→ **TASK DESCRIPTION**
Each line in the listing below needs to be transcribed exactly.

→ **GIVEN ENTRIES**
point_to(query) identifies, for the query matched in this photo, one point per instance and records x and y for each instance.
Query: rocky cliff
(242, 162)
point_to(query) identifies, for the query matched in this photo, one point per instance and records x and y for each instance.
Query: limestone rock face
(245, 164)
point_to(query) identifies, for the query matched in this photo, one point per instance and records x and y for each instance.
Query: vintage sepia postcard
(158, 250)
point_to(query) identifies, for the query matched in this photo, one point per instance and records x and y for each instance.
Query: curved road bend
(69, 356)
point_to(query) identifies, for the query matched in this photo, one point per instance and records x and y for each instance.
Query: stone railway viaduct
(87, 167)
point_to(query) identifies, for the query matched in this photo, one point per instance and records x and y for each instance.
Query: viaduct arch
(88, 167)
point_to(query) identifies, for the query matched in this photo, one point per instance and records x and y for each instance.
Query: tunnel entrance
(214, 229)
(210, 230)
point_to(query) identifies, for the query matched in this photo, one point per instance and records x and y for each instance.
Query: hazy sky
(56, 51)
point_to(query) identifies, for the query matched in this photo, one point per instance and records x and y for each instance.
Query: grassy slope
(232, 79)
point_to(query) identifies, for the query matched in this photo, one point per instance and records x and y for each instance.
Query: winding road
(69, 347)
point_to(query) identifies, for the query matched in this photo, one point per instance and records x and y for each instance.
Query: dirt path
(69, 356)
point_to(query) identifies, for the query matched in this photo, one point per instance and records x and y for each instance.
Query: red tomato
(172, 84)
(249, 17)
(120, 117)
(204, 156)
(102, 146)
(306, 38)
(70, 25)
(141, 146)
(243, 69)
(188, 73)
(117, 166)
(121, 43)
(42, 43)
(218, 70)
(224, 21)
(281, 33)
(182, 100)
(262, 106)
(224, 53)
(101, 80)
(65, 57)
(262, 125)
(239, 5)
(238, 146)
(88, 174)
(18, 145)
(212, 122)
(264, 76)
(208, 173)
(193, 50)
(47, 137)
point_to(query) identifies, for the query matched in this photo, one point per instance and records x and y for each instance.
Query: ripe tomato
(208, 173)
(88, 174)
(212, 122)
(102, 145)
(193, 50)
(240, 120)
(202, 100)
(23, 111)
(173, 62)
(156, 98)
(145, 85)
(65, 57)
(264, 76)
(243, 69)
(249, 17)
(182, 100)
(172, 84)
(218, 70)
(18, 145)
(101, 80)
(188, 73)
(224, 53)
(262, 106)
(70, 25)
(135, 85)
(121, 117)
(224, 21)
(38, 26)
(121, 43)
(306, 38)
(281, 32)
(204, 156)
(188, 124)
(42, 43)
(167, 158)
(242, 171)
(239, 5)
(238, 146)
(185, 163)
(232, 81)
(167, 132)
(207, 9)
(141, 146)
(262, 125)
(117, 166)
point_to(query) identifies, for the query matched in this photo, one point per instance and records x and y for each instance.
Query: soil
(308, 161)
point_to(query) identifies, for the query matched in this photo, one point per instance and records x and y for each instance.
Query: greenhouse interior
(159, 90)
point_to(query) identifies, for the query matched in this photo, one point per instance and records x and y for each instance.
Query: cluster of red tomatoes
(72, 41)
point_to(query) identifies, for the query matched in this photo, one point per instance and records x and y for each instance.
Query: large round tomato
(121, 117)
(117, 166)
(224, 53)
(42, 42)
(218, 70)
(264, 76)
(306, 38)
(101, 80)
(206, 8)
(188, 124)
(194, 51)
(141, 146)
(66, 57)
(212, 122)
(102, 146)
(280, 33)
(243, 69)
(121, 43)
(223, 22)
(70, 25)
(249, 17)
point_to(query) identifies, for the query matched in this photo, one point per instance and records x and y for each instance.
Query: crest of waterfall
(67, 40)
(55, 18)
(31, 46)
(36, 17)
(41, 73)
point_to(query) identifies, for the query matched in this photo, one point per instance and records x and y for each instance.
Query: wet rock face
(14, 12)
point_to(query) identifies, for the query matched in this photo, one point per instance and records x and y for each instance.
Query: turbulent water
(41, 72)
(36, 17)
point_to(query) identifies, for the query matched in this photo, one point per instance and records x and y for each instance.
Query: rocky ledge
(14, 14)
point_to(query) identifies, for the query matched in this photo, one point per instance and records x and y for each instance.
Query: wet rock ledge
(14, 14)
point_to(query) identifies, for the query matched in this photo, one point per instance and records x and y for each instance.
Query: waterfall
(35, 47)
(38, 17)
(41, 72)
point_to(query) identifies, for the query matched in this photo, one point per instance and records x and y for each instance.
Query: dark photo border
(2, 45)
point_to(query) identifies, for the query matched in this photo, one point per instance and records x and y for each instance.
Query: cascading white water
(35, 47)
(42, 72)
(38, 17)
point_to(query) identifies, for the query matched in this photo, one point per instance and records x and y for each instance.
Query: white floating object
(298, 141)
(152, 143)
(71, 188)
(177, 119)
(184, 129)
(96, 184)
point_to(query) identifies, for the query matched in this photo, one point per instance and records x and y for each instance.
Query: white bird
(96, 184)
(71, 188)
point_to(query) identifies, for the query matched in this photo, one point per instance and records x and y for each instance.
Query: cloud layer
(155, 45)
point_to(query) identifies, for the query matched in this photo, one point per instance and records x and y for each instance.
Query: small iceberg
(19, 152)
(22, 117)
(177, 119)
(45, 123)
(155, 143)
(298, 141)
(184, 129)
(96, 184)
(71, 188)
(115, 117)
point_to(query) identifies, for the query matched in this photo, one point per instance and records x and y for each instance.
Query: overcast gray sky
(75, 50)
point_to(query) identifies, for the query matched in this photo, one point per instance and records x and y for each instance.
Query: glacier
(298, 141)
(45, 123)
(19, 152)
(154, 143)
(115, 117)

→ **REPLY TO THE EXERCISE**
point_to(query) identifies, for the query matched in this photo, one point per instance and records x and y for each instance.
Query: rocky cliff
(242, 162)
point_to(query) identifies, for the query matched in this photo, one point per instance and records x and y for each instance.
Query: limestone rock face
(245, 164)
point_to(query) identifies, for the query matched in this photo, one point per instance and records x and y for each instance.
Query: vintage sepia postcard
(158, 250)
point_to(query) identifies, for the query matched in this photo, one point per instance and records x and y for each instance.
Query: curved road bend
(69, 356)
point_to(query) identifies, for the query matched in this photo, one point per instance and records x and y for each instance.
Query: stone railway viaduct
(87, 167)
point_to(query) identifies, for the query matched in this photo, one point per instance and records x and y for each instance.
Query: viaduct arch
(88, 167)
point_to(query) identifies, for the query matched in this photo, one point per instance and records x and y for each instance.
Query: tunnel entrance
(214, 229)
(210, 230)
point_to(query) identifies, for the query matched in this photo, one point per instance and records x and y for each instance.
Query: hazy sky
(56, 51)
point_to(query) identifies, for the query matched in this photo, one point per instance and records x and y for each instance.
Query: grassy slope
(232, 79)
point_to(query) identifies, for the query matched in this photo, one point per instance and records x and y for each instance.
Query: winding road
(69, 347)
point_to(query) identifies, for the query matched in this photo, one point per instance and records x and y for each instance.
Query: dirt path
(69, 356)
point_to(query) identifies, for the query matched in this photo, one point per instance and records x and y for each instance.
Query: red tomato
(172, 84)
(249, 17)
(120, 117)
(204, 156)
(102, 146)
(306, 38)
(70, 25)
(141, 146)
(243, 69)
(188, 73)
(117, 166)
(121, 43)
(42, 43)
(218, 70)
(224, 21)
(281, 33)
(182, 100)
(262, 106)
(224, 53)
(101, 80)
(65, 57)
(262, 125)
(239, 5)
(238, 146)
(88, 174)
(18, 145)
(212, 122)
(264, 76)
(208, 173)
(193, 50)
(47, 137)
point_to(query) identifies, for the query matched in this photo, one point per instance and records x and y for each instance.
Query: ripe tomato
(208, 173)
(88, 174)
(212, 122)
(102, 145)
(193, 50)
(240, 120)
(202, 100)
(23, 111)
(173, 62)
(156, 98)
(145, 85)
(65, 57)
(264, 76)
(243, 69)
(249, 17)
(182, 100)
(172, 84)
(218, 70)
(18, 145)
(101, 80)
(188, 73)
(224, 53)
(262, 106)
(70, 25)
(135, 85)
(121, 117)
(224, 21)
(38, 26)
(121, 43)
(306, 38)
(281, 32)
(204, 156)
(188, 124)
(42, 43)
(167, 158)
(242, 171)
(239, 5)
(238, 146)
(185, 163)
(232, 81)
(167, 132)
(207, 9)
(141, 146)
(262, 125)
(117, 166)
point_to(query) identifies, for the query matched in this photo, one point per instance and records x and y for each instance.
Query: soil
(308, 161)
point_to(query) identifies, for the query matched in this photo, one point per instance and records x and y for each instance.
Query: greenhouse interior
(159, 90)
point_to(query) identifies, for the query matched in this photo, one point per instance and records x and y for each instance.
Query: cluster of red tomatoes
(72, 41)
point_to(query) identifies, for the query matched in this photo, one point per instance and records x and y for each instance.
Query: large round tomato
(121, 117)
(117, 166)
(224, 53)
(42, 42)
(218, 70)
(264, 76)
(306, 38)
(101, 80)
(206, 8)
(188, 124)
(194, 51)
(141, 146)
(66, 57)
(212, 122)
(102, 146)
(280, 33)
(243, 69)
(121, 43)
(223, 22)
(70, 25)
(249, 17)
point_to(query) identifies, for the query matched in this photo, one point per instance and records x and y for each instance.
Query: crest of waterfall
(67, 40)
(55, 18)
(31, 46)
(36, 17)
(41, 73)
point_to(query) identifies, for the query matched in this photo, one point per instance and records x and y for each instance.
Query: wet rock face
(14, 12)
point_to(query) identifies, for the query matched in this photo, one point per instance and records x and y for each instance.
Query: turbulent water
(41, 72)
(36, 17)
point_to(query) identifies, for the query matched in this photo, one point per instance and records x and y for each instance.
Query: rocky ledge
(14, 14)
point_to(query) identifies, for the query matched in this photo, one point per instance and records x and y for each instance.
Query: wet rock ledge
(14, 14)
point_to(query) identifies, for the query matched in this photo, one point per instance and records x and y for each instance.
Query: waterfall
(35, 47)
(38, 17)
(41, 72)
point_to(query) identifies, for the query matched in this photo, one point per instance and records x and y for each instance.
Query: dark photo border
(2, 45)
point_to(query) identifies, for the query matched in this photo, one point per instance and records x and y for each instance.
Query: cascading white water
(35, 47)
(42, 72)
(38, 17)
point_to(query) identifies, for the query matched in this photo, one point per instance and records x and y for each instance.
Query: white floating object
(298, 141)
(152, 143)
(71, 188)
(177, 119)
(184, 129)
(96, 184)
point_to(query) identifies, for the query matched in this photo, one point per instance and records x and y for each instance.
Query: white bird
(96, 184)
(71, 188)
point_to(query) identifies, for the query matched in this photo, one point per instance and records x and y for each instance.
Query: cloud layer
(155, 45)
point_to(query) identifies, for the query matched in this photo, one point per instance and records x and y for each instance.
Query: small iceberg
(19, 152)
(22, 117)
(177, 119)
(45, 123)
(155, 143)
(298, 141)
(184, 129)
(96, 184)
(71, 188)
(115, 117)
point_to(query) identifies, for the query matched in this photo, one point per instance and records x and y for each instance.
Query: overcast gray sky
(75, 50)
point_to(query) identifies, for the query matched in this photo, one point per instance and records x and y for each instance.
Query: glacier
(298, 141)
(45, 123)
(19, 152)
(154, 143)
(115, 117)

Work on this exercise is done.